Please write out exactly the lines that begin at the line containing "TARGET = cabinet glass pane" and run to the end of the records.

====== Given records

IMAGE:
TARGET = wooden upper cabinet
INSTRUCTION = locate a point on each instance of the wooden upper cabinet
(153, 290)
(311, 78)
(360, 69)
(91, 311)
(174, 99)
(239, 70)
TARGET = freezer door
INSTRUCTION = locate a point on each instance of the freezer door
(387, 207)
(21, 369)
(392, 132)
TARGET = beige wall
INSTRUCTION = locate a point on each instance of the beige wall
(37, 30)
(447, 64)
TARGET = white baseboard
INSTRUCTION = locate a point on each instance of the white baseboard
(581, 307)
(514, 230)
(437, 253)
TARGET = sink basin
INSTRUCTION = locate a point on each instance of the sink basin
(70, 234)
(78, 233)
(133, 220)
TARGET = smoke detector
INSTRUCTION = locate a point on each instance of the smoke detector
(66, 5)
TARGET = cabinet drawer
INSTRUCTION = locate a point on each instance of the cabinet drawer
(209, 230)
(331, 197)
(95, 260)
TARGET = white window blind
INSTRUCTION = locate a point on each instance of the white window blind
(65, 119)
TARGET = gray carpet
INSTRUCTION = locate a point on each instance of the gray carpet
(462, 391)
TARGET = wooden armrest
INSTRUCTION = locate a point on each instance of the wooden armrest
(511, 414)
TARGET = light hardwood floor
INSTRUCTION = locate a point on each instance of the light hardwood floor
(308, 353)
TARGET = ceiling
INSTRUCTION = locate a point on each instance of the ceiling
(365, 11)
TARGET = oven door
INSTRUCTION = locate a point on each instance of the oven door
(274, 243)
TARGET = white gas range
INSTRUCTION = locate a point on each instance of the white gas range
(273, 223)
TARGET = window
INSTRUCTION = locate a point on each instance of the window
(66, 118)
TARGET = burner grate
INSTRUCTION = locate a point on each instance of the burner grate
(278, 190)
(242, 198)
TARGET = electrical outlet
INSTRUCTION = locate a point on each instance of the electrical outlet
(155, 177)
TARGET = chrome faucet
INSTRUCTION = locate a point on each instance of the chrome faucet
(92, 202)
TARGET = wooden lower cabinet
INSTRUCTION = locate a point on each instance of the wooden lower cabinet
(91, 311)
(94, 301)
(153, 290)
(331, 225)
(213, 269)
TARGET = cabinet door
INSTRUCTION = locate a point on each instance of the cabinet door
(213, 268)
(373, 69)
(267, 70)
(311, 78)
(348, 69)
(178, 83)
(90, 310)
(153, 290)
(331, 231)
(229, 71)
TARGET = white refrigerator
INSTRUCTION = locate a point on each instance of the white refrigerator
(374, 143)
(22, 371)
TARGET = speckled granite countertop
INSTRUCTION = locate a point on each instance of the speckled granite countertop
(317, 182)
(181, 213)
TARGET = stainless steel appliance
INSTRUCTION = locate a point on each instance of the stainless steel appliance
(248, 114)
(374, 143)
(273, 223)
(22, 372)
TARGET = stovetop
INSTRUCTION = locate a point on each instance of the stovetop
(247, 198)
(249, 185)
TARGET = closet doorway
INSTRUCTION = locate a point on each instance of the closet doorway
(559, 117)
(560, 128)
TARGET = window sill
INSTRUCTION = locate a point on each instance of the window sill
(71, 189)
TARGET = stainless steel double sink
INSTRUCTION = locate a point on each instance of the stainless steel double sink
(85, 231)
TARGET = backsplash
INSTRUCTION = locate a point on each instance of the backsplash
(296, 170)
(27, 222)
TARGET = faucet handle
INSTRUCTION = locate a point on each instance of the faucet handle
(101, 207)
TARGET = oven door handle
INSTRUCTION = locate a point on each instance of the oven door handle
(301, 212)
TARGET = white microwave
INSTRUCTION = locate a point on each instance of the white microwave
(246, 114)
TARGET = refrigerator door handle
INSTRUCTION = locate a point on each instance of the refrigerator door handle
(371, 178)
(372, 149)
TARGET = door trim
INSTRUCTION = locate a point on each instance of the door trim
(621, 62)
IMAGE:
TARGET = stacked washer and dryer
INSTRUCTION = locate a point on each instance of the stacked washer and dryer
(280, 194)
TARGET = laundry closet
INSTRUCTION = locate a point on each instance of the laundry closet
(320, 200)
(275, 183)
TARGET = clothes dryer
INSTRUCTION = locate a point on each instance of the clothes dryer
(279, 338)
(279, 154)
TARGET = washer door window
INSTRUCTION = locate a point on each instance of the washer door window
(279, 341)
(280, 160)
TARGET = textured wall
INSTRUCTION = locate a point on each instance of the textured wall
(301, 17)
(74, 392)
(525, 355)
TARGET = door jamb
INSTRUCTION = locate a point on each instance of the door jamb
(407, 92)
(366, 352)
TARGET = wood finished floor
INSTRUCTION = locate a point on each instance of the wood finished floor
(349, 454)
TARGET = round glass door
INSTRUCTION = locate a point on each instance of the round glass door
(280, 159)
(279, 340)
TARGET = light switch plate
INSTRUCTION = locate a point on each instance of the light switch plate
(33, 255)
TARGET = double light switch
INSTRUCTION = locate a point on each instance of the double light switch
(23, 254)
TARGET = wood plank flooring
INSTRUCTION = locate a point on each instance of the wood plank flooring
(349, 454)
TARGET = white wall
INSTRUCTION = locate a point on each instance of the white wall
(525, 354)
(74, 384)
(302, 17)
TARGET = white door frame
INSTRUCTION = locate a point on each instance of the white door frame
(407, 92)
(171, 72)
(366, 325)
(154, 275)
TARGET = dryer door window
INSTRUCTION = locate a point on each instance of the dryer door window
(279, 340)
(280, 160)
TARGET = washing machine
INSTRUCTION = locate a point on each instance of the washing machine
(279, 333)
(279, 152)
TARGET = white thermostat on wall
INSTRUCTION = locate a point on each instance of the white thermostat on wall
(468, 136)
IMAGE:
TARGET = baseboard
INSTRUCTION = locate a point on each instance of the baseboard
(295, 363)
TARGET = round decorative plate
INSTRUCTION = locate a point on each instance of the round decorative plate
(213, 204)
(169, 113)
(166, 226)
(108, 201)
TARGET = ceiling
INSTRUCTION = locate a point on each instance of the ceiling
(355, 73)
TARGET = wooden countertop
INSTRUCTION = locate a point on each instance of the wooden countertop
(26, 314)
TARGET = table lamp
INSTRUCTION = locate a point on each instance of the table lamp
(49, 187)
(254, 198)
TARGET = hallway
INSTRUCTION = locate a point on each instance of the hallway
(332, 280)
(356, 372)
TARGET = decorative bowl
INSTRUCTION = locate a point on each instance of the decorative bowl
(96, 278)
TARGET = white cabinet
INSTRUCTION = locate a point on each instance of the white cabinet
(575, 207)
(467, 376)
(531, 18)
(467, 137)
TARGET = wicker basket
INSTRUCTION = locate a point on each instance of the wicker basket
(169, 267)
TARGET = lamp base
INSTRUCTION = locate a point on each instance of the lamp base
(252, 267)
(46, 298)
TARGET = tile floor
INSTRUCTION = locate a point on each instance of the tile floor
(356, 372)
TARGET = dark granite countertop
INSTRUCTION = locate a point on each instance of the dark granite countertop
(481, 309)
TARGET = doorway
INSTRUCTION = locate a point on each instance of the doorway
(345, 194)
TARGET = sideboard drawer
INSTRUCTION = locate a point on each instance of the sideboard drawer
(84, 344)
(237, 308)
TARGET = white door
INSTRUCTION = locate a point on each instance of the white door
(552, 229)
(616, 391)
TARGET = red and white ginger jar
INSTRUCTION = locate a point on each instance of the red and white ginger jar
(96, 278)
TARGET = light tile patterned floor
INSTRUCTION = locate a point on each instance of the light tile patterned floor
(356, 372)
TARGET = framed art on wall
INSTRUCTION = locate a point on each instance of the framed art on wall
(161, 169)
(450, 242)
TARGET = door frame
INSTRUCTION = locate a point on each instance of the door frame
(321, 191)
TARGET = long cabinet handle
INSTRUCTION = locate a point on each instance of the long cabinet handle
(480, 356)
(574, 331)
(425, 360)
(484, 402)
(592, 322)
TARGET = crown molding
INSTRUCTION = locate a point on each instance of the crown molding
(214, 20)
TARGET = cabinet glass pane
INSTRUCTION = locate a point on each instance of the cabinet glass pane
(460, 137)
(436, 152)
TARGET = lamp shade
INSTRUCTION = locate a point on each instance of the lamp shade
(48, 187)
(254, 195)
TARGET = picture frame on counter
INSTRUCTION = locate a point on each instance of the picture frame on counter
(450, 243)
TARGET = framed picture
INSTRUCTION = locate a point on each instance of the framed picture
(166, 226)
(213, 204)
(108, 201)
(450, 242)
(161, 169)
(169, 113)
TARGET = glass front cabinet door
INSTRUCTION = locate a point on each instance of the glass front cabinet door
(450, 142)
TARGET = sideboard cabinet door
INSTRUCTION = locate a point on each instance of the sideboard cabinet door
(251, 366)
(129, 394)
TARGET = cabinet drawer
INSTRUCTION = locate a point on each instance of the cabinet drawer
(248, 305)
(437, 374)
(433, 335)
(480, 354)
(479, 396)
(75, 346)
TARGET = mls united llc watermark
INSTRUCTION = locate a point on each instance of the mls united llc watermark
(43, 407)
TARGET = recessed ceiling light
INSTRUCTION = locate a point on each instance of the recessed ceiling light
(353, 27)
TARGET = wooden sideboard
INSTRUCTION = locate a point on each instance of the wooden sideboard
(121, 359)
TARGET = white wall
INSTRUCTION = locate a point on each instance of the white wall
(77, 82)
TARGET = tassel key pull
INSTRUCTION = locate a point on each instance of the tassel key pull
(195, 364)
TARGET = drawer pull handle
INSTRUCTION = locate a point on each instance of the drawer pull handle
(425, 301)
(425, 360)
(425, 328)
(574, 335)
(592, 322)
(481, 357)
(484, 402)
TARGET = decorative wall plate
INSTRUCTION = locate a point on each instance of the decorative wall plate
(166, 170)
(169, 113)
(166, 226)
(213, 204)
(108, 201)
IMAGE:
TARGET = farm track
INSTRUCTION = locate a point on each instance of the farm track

============

◆ Finished task ◆
TARGET = cabinet glass pane
INSTRUCTION = locate a point on each instance of the cabinet glass pane
(460, 137)
(436, 152)
TARGET = lamp shade
INSTRUCTION = locate a point on each instance of the lamp shade
(48, 187)
(254, 195)
TARGET = picture frame on counter
INSTRUCTION = locate a point on each instance of the picture frame on counter
(450, 243)
TARGET = framed picture
INSTRUCTION = locate a point on each instance of the framed picture
(166, 226)
(213, 204)
(108, 201)
(450, 242)
(161, 169)
(169, 113)
TARGET = glass front cabinet door
INSTRUCTION = locate a point on each instance of the glass front cabinet door
(450, 142)
TARGET = sideboard cabinet door
INSTRUCTION = locate a point on each instance of the sideboard cabinet door
(251, 366)
(129, 394)
TARGET = cabinet drawer
INSTRUCTION = locate a point on each instance of the cabinet drawer
(248, 305)
(437, 374)
(433, 335)
(480, 354)
(479, 396)
(75, 346)
TARGET = mls united llc watermark
INSTRUCTION = locate a point on each instance of the mls united llc watermark
(43, 407)
TARGET = recessed ceiling light
INSTRUCTION = locate a point on each instance of the recessed ceiling light
(353, 27)
TARGET = wooden sideboard
INSTRUCTION = locate a point on each instance of the wooden sideboard
(121, 359)
TARGET = white wall
INSTRUCTION = locate a point on each instance of the white wall
(77, 82)
TARGET = tassel key pull
INSTRUCTION = locate a point on each instance of the tassel key pull
(195, 364)
TARGET = drawer pull handle
INSTRUCTION = locate a point on each instance of the drawer pull handle
(425, 301)
(425, 360)
(425, 328)
(574, 335)
(592, 322)
(481, 357)
(484, 402)
TARGET = decorative wall plate
INSTRUCTION = locate a point on each instance of the decorative wall plate
(166, 170)
(169, 113)
(166, 226)
(213, 204)
(108, 201)
IMAGE:
TARGET = farm track
INSTRUCTION = locate a point on each instance of the farm track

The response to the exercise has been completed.